> **Excerpted passage**:
*** Begin section ***

Carmen de Uria was a small hamlet located near Macuto, along a narrow valley of the Coastal Range, with an outlet to the Caribbean Sea and close to the city of Caraballeda. It was administratively linked to the parish of Naiguatá and connected by road to Playa Los Caracas via the Tanaguarena–Los Caracas highway.

The land was acquired by Italian businessman Filippo Gagliardi, who proposed to then-president Marcos Pérez Jiménez the development of the village as a "little Venice". Following the 1958 Venezuelan coup d'état that overthrew Pérez Jiménez, the project was halted. Gagliardi managed to complete only a main building with gardens and two swimming pools before returning to Italy.

The settlement’s economy was based primarily on tourism, services, and residential use. Electrical power reached the community in 1958.

*** End section ***

> **Exercise instructions**:
A: According to the passage on Carmen de Uria, what did Filippo Gagliardi manage to complete before returning to Italy?
B: Continue the passage on Carmen de Uria from its final sentence.

> **Supplied entries**:
*** Begin section ***

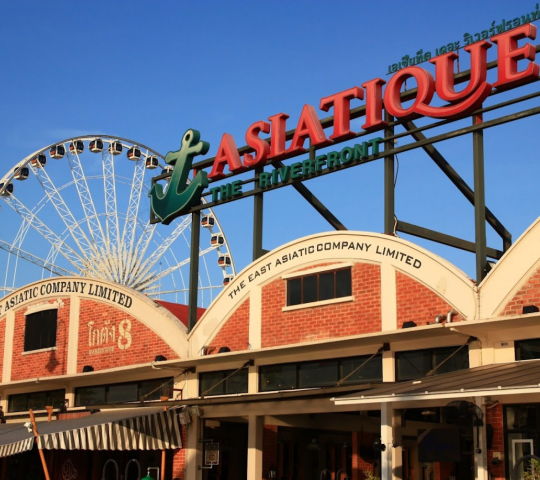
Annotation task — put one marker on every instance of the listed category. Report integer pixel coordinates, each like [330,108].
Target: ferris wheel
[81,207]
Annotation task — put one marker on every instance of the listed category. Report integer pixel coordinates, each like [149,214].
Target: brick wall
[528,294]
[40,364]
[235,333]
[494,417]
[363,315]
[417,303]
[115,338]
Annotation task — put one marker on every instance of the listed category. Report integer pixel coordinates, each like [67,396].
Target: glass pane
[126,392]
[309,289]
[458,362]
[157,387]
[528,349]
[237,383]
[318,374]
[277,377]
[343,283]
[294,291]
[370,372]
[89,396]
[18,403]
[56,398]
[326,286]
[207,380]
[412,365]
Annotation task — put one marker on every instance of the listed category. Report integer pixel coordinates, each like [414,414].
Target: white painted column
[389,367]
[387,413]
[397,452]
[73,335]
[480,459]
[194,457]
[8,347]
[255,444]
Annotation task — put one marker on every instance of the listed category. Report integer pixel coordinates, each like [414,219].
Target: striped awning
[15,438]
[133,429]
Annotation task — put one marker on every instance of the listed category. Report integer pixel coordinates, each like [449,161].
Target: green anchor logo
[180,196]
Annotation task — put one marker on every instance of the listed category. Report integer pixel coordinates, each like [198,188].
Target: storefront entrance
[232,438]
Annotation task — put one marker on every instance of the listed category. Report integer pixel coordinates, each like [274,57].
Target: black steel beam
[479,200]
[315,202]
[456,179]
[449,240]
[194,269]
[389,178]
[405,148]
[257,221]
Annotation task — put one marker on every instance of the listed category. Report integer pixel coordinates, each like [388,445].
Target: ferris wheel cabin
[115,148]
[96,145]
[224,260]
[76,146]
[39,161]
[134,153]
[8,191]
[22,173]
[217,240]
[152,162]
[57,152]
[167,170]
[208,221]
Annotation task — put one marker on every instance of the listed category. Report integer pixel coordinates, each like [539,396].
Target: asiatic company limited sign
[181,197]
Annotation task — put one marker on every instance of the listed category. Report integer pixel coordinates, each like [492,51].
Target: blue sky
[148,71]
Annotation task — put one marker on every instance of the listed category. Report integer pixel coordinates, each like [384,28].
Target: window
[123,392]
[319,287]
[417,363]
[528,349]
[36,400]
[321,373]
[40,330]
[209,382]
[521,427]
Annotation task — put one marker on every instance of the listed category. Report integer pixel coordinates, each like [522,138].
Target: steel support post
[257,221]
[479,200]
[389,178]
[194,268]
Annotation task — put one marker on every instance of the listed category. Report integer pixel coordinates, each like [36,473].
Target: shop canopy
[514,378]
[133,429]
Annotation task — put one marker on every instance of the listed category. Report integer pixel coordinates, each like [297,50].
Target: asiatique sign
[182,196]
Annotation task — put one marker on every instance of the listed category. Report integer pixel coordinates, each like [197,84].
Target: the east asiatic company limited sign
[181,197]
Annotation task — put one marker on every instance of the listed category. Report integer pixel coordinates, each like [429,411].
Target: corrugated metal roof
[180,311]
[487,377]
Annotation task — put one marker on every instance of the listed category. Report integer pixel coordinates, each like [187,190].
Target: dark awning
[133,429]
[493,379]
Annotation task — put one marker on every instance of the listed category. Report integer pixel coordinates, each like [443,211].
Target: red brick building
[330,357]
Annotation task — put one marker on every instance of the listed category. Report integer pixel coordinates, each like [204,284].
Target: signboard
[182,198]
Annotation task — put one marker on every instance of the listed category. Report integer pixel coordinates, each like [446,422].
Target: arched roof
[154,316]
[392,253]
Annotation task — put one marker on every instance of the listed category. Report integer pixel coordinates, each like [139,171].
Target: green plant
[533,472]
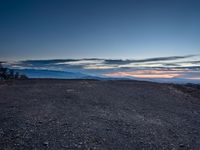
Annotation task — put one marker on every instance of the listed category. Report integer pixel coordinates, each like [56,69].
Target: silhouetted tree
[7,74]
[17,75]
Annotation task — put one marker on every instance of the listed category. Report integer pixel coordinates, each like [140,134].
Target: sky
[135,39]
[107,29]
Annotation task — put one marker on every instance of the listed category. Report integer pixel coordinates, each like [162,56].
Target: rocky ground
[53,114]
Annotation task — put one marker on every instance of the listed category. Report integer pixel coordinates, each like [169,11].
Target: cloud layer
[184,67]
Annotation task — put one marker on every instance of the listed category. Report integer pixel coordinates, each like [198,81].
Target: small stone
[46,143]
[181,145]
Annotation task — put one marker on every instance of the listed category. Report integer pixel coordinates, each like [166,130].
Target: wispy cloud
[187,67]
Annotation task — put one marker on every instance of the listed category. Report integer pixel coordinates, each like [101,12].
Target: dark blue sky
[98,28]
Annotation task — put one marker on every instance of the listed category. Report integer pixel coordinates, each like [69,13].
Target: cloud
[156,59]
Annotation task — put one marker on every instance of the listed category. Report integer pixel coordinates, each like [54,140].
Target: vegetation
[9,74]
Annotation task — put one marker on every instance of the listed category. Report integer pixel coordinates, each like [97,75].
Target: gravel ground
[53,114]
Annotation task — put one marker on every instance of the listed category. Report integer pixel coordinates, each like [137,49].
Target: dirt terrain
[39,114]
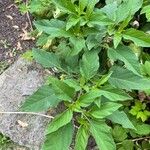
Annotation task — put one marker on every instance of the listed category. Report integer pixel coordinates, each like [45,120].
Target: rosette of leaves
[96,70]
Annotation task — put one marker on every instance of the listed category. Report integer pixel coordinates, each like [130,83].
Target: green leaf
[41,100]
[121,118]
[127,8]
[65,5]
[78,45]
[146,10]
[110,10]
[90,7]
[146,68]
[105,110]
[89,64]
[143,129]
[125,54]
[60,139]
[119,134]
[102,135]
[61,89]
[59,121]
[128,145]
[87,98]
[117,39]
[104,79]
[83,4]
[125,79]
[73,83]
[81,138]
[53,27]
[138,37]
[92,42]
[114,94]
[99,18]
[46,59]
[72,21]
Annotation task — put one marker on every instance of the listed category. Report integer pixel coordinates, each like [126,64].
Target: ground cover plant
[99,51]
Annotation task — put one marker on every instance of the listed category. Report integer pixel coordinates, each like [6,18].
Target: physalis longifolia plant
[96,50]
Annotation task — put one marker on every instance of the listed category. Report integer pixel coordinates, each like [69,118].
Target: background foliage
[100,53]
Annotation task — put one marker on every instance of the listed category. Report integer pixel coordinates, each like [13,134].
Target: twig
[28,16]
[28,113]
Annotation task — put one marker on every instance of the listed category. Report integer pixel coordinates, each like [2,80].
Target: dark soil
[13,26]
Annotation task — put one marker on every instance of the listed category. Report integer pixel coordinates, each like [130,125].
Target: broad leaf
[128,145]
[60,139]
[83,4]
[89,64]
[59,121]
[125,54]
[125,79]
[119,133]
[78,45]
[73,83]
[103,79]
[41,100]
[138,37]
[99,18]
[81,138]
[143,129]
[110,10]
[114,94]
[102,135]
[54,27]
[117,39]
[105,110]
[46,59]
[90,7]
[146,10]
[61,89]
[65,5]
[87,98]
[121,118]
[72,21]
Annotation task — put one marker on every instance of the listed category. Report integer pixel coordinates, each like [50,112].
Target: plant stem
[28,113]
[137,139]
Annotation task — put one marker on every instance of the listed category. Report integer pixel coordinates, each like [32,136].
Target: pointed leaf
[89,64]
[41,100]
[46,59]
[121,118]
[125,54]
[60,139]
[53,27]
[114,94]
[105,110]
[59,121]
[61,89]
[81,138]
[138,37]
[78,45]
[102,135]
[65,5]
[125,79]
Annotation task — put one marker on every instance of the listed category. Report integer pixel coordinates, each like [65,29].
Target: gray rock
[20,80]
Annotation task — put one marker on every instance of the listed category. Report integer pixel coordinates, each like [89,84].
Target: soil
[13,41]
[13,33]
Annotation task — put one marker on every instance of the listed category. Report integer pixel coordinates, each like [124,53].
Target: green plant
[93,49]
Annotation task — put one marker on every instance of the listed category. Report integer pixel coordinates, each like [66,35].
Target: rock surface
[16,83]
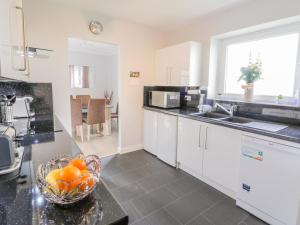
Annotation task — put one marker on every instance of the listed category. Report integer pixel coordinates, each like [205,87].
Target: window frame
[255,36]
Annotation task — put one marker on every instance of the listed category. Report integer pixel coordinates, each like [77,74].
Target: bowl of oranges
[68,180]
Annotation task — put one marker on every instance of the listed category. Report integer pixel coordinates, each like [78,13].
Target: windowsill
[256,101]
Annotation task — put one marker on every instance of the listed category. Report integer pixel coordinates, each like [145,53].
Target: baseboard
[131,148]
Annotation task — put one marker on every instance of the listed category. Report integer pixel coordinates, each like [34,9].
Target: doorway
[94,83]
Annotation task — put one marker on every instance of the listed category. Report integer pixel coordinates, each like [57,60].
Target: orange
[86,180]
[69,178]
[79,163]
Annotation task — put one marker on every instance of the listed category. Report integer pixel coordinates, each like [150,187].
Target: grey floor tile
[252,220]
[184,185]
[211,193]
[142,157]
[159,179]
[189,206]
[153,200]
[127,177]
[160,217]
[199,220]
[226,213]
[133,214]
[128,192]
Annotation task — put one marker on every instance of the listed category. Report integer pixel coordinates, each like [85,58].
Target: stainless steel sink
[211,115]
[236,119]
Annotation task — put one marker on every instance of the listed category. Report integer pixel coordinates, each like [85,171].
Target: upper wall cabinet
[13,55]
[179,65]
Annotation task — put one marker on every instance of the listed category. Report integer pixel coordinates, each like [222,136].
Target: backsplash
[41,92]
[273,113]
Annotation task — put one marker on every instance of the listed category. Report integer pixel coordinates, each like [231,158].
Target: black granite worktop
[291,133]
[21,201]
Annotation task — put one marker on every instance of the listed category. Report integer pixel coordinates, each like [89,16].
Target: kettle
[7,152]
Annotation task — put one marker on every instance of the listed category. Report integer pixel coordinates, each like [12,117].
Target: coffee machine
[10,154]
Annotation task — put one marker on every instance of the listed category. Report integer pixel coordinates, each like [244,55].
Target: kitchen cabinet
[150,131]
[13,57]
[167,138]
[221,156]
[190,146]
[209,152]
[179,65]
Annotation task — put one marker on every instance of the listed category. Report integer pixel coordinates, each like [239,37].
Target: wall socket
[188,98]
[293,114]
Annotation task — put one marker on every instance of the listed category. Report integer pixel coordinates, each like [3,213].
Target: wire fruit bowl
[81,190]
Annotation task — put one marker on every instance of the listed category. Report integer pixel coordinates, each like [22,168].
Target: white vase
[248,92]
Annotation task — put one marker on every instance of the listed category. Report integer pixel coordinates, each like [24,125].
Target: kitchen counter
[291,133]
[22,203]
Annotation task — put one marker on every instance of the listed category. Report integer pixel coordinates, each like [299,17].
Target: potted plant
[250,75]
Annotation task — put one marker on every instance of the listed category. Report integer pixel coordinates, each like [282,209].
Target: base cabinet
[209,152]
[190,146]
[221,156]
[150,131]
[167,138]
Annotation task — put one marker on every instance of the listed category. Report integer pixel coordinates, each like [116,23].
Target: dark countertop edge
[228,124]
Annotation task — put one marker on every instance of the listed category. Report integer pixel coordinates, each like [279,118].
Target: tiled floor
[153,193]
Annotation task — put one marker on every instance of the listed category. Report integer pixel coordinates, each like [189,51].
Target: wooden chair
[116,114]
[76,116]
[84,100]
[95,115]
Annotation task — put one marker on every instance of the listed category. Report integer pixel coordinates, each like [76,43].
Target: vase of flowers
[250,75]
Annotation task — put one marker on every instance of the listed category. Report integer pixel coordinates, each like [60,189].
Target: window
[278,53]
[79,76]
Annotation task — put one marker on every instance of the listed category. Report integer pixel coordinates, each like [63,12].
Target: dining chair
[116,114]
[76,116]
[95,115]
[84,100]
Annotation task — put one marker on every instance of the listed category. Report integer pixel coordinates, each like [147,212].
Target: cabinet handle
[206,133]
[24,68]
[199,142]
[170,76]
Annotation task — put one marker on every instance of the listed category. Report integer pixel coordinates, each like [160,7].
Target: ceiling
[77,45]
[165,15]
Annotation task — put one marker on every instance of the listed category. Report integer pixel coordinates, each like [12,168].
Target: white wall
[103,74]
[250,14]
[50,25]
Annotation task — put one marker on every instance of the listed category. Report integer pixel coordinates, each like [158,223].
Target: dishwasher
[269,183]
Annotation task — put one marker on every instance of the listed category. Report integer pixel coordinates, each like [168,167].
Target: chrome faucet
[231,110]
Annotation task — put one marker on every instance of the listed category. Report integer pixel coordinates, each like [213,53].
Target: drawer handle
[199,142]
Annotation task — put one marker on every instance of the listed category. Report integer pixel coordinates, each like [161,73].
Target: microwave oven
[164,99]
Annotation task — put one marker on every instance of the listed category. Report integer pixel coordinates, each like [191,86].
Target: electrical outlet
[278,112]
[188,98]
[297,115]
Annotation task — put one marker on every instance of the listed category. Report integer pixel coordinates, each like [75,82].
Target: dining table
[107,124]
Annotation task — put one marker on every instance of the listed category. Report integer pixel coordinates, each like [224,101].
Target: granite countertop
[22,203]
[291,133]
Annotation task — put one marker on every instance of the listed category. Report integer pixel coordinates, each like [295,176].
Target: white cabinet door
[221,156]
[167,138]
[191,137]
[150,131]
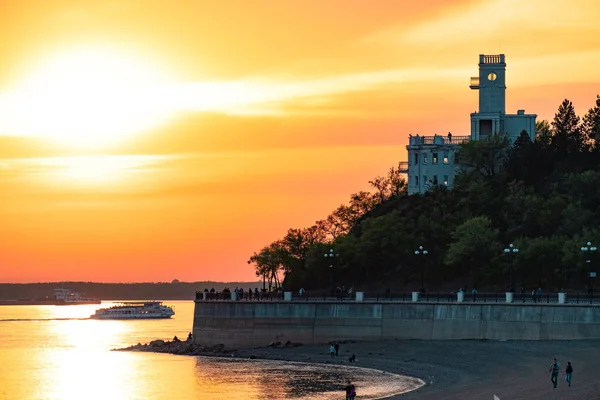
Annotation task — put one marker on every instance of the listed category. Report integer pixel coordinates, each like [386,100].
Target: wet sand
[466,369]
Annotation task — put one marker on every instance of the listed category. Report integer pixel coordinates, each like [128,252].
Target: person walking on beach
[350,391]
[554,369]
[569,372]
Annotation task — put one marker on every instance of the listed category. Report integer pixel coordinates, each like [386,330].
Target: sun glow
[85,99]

*** End section ***

> **Answers by item number**:
A: He completed only a main building with gardens and two swimming pools.

B:
== Destruction ==
On 15 December 1999, Carmen de Uria was severely damaged by the catastrophic floods and landslides that affected much of Venezuela’s central coast during the Vargas tragedy. Most of its infrastructure was destroyed and later sealed off by authorities.

As of the early 21st century, approximately 27 families continue to live in the area, mainly near the coastline and along the Caraballeda–Naiguatá road, as well as on Cerro Zapatero.